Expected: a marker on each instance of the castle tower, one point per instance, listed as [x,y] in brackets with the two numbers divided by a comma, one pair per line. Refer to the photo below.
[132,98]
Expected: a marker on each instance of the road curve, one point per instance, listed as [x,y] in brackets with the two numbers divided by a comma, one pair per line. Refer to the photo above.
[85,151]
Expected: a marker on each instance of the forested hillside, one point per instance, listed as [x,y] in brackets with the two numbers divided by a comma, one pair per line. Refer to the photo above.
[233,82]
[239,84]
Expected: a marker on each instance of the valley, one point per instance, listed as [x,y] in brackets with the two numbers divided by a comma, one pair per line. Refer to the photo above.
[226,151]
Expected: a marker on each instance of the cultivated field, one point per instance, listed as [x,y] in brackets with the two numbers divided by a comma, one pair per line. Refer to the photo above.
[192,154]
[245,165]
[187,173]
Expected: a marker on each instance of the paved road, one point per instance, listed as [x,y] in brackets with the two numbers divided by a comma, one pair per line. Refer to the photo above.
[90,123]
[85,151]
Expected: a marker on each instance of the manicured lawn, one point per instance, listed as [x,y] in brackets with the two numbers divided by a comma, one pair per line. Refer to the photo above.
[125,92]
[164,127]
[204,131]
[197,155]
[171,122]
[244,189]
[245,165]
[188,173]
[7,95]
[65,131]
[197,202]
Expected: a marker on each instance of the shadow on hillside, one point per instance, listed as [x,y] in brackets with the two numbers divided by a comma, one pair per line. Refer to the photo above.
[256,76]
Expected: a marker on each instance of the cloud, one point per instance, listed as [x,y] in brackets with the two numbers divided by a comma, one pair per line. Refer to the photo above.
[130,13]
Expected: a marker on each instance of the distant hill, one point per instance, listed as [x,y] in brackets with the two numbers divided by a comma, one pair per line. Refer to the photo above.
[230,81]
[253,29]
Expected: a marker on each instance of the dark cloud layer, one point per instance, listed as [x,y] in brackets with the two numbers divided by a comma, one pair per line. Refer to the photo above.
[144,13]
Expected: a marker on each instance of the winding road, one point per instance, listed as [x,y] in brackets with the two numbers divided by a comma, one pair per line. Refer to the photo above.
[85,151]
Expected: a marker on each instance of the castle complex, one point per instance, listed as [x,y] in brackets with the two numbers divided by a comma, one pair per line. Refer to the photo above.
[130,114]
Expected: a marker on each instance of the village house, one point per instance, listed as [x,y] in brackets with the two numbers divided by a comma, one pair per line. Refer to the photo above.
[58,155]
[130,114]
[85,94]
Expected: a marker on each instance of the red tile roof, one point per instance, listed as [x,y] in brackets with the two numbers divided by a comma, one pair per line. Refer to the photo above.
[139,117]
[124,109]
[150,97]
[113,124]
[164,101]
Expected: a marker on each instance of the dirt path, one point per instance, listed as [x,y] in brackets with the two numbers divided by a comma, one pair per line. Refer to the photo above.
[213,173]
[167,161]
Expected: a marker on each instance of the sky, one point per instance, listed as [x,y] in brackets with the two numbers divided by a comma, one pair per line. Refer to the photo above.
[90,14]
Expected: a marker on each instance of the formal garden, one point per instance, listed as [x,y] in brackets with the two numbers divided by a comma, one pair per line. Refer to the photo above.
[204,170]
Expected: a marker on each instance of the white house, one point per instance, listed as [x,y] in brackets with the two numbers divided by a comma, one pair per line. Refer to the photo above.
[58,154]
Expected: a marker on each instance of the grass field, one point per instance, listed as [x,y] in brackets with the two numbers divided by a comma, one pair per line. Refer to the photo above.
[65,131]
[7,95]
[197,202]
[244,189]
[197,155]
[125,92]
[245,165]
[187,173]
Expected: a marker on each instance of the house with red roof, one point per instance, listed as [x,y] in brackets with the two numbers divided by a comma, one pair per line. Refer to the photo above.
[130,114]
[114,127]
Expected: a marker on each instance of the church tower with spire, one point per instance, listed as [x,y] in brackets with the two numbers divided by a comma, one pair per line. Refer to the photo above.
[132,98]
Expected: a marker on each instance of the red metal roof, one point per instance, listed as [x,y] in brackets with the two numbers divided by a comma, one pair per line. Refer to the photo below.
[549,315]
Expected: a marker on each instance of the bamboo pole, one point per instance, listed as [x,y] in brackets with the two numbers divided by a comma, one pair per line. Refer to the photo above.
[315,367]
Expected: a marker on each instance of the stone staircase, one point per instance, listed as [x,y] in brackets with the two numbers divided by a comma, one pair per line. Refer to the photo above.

WHAT IS ASKED »
Rewrite the stretch of data from the line that contains "Expected: a marker on each instance of the sky, one" through the end of the data, changing "grass field" to "meadow" and keeping everything else the same. Return only those lines.

THE OUTPUT »
Expected: a marker on each instance of the sky, one point per instance, listed as [x,y] in brackets with the two numbers divided by a comma, one pair per line. Refer to the photo above.
[90,14]
Expected: a marker on each instance of the formal garden, one point per instance, listed as [x,y] in brackets with the two numbers divided by a comma, one pair per line. Refer to the photo above.
[204,170]
Expected: a marker on each instance of the white house, one point per instance, listed as [x,y] in brackets with the two numbers divided by a comma, one pair per line. Refer to the photo above.
[58,154]
Expected: a marker on each instance of the meadow, one point per instance, listed as [x,y] in brackets with the two numbers divided by a comma, one pair per line. Refer to the photo above.
[65,131]
[7,95]
[197,202]
[244,189]
[197,155]
[125,92]
[245,165]
[187,173]
Expected: a marker on each instance of the house with red roof, one point per instance, listed as [x,y] in brackets with the two numbers divided by a comma, one pair per line. Refer to the photo above.
[130,114]
[114,127]
Expected: a marker on each instance of the church tower with spire, one point per instance, listed as [x,y] in brackets with the two numbers divided by a comma, one pair per line. Refer to the photo above.
[132,98]
Expected: a marker on each instance of the red metal roof, one point per instance, listed as [x,y] in brackets with the two numbers divided by a comma, one pair per line. Refer to the photo below.
[549,315]
Expected: a marker on each instance of the bamboo pole, one point per instance, listed as [x,y] in brackets with the two numbers divided by a comma, one pair per line. Refer to the photo above.
[315,367]
Expected: a marker on each instance of the stone staircase, one point per instance, listed as [x,y] in brackets with the two numbers divided by a comma, one pair per line. Refer to the photo above.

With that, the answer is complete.